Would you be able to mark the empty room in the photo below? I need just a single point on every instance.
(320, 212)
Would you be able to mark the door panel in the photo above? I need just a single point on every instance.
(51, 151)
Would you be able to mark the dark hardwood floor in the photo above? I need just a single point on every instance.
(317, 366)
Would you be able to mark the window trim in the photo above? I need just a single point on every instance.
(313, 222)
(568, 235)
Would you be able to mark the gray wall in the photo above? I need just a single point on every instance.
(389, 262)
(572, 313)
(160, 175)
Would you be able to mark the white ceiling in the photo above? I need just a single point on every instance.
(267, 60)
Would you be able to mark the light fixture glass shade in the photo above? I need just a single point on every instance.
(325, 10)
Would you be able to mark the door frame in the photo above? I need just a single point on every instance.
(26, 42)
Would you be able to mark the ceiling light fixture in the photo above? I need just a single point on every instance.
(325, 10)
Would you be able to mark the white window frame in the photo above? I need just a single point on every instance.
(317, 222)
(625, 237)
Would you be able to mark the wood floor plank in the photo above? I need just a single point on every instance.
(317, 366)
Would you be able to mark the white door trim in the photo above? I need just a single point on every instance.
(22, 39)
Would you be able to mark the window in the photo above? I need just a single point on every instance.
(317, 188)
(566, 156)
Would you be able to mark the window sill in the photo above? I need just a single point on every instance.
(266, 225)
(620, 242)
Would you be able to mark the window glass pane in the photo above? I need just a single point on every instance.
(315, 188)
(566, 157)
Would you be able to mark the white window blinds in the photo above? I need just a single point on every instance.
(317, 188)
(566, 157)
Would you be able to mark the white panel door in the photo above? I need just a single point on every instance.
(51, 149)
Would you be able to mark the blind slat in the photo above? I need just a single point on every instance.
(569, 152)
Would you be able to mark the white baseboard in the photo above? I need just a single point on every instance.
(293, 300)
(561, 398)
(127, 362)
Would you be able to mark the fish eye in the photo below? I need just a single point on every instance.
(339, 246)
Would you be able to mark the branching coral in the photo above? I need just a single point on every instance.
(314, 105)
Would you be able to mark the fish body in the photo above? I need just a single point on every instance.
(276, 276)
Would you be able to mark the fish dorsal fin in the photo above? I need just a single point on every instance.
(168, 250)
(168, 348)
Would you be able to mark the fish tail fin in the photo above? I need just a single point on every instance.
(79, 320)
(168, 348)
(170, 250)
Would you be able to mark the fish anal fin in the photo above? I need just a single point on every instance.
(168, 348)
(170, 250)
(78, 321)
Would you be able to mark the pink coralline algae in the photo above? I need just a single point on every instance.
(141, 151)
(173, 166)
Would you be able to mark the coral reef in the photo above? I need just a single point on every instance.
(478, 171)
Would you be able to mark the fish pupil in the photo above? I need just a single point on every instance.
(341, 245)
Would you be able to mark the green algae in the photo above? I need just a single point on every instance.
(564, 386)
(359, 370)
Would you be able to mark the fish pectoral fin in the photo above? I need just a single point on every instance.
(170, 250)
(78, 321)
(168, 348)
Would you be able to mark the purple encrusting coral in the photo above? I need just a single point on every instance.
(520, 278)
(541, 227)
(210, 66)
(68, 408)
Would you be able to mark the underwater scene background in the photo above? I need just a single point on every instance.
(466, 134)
········
→ **WHAT YOU NEED TO DO**:
Output all the lines above as a numbered list, leaving out any blank lines.

→ **COMPLETED TASK**:
1. Would you be able to mark the empty room in the photo below? I need just a single point on every instance.
2. (320, 212)
3. Would you be able to mark the door panel in the photo above? I need just a single point on every instance.
4. (51, 151)
5. Would you be able to mark the dark hardwood floor in the photo above? I need just a single point on every instance.
6. (317, 366)
7. Would you be able to mark the window trim in the photo above? I need just a single point on every instance.
8. (313, 222)
9. (568, 235)
10. Would you be able to mark the gray wall in the photo above? I need just a single point on every instance.
11. (389, 262)
12. (572, 313)
13. (160, 175)
14. Would you be able to mark the white ceiling in the photo above? I need just a single point on every instance.
15. (267, 60)
16. Would you be able to mark the light fixture glass shade in the photo above? I need just a single point on every instance.
17. (325, 10)
18. Would you be able to mark the door frame in the photo above? I need just a single point on every instance.
19. (26, 42)
20. Would you be able to mark the ceiling light fixture in the photo above? I need just a single point on every instance.
21. (325, 10)
22. Would you be able to mark the white window frame in the photo above? I need just a single point on every instance.
23. (317, 222)
24. (625, 237)
25. Would you be able to mark the wood floor plank in the photo above? I need just a single point on every instance.
26. (317, 366)
27. Would you be able to mark the white door trim in the photo above? I need just a single point on every instance.
28. (22, 39)
29. Would you be able to mark the window in the photo above? I need just a single point on every instance.
30. (317, 188)
31. (566, 156)
32. Would you be able to mark the window sill in the photo above? I need just a single point on every instance.
33. (266, 225)
34. (620, 242)
35. Would you be able to mark the window glass pane in the photo above? I need just a single point on every instance.
36. (315, 188)
37. (566, 157)
38. Would you be able to mark the white window blinds in the photo above? I need just a single point on every instance.
39. (317, 188)
40. (566, 157)
41. Would you be able to mark the white panel door in the photo above? I need just a single point on every instance.
42. (51, 149)
43. Would you be able to mark the blind slat in the photo above? I need just a single point on every instance.
44. (569, 152)
45. Would you be able to mark the white baseboard in the photo above? I need just a single point on every instance.
46. (293, 300)
47. (561, 398)
48. (127, 362)
49. Would you be able to mark the fish eye in the photo below? I need just a single point on every instance.
50. (339, 246)
51. Would you be able to mark the branching coral in the photo above? I need just a single point on every instance.
52. (314, 105)
53. Would you be able to mark the fish body in the photo above? I need just a single point on every instance.
54. (276, 276)
55. Would you be able to mark the fish dorsal fin in the photo above? I need just a single point on every instance.
56. (168, 250)
57. (168, 348)
58. Would you be able to mark the fish tail fin in the photo above? I need just a single point on every instance.
59. (79, 320)
60. (168, 348)
61. (170, 250)
62. Would you be able to mark the fish anal fin in the photo above? I need just a single point on every instance.
63. (168, 348)
64. (170, 250)
65. (78, 321)
66. Would you be able to mark the pink coralline algae in the photo above? I need just a single point on every instance.
67. (141, 151)
68. (173, 166)
69. Would you be able to mark the coral reef in the photo above? I need just a single point on every instance.
70. (478, 171)
71. Would you be able to mark the fish pupil in the photo above? I need just a single point on every instance.
72. (341, 245)
73. Would you be able to mark the green algae in the photo above? I need just a single point on every instance.
74. (564, 386)
75. (359, 370)
76. Would you be able to mark the fish pectoral fin in the photo above? I need just a single point on every instance.
77. (170, 250)
78. (78, 321)
79. (168, 348)
80. Would you be able to mark the purple encrusting coral in the photo above? I need just a single point on every instance.
81. (520, 278)
82. (541, 227)
83. (210, 66)
84. (68, 408)
85. Would you be able to mark the underwater scene background in the photo above? I need just a single point on every instance.
86. (466, 134)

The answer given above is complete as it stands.